▶ SOURCE:
▬▬▬▬▬▬▬▬▬▬

ROBERT D. BERGER, Bankruptcy Judge.
The Trustee sued Defendants Rainstorm, Inc., Stephen J. Davis, Silver Tree Gordon, and Keith Lawyer to avoid a $150,000 transfer as preferential or fraudulent under 11 U.S.C. §§ 547 or 548. The motion for summary judgment is denied because the property at issue never belonged to Debtor or its estate. Judgment shall be entered in favor of Defendants.
Before October 17, 2008, Defendants Rainstorm, Inc., Silver Gordon and Stephen Davis owned Debtor Lone Star Pub Operations, LLC. Defendant Keith Lawyer was Rainstorm's president, and Rainstorm was Lone Star's managing member. On October 17, Defendants agreed to sell Lone Star to Mary Weingarden for $150,000. The Letter of Agreement between the parties assigned 100 percent of Defendants' membership interests in Lone Star to Weingarden. Weingarden borrowed the purchase money from Mark McLean. The parties planned for Weingarden to wire the money directly to Rainstorm, which is in Texas. However, McLean loaned the money to Weingarden in the form of a check drawn on U.S. Bank. McLean required Weingarden's name be on the check. Lone Star also banked at U.S. Bank. Since sending the check via Federal Express to Texas would further delay the closing, the parties agreed to deposit McLean's check into Lone Star's account and then wire the purchase money out of the account to Rainstorm. The check's deposit into Lone Star's account and the wire transfer out of Lone Star's account to Rainstorm both occurred on October 23, 2008. The transfer was overseen by an employee at Western Entertainment Management, Inc., a management company which handled financial reports for both Lone Star and Rainstorm.

▬▬▬▬▬▬▬▬▬▬

▶ SET EXERCISE:
Condense the paragraph of the bankruptcy opinion that begins "Before October 17, 2008" into a brief bulleted list that keeps its main facts. The material that comes after this text is separate from it.

▶ DATA SHOWN:

▬▬▬▬▬▬▬▬▬▬

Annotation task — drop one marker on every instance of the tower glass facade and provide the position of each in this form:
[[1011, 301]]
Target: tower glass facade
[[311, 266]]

▬▬▬▬▬▬▬▬▬▬

▶ ANSWER TO THIS TASK:
- Before October 17, 2008, Rainstorm, Inc., Silver Gordon and Stephen Davis owned Debtor Lone Star Pub Operations, LLC. Keith Lawyer was Rainstorm's president, and Rainstorm was Lone Star's managing member.
- On October 17, Defendants agreed to sell Lone Star to Mary Weingarden for $150,000. The Letter of Agreement assigned her 100 percent of their membership interests.
- Weingarden borrowed the money from Mark McLean. He issued it as a check drawn on U.S. Bank and required her name on it.
- The plan had been to wire the money straight to Rainstorm in Texas. Lone Star also banked at U.S. Bank, so to avoid delaying the closing the parties deposited the check into Lone Star's account and wired the funds from there to Rainstorm.
- The deposit and the wire transfer both took place on October 23, 2008.
- An employee of Western Entertainment Management, Inc. oversaw the transfer. That company handled financial reports for both Lone Star and Rainstorm.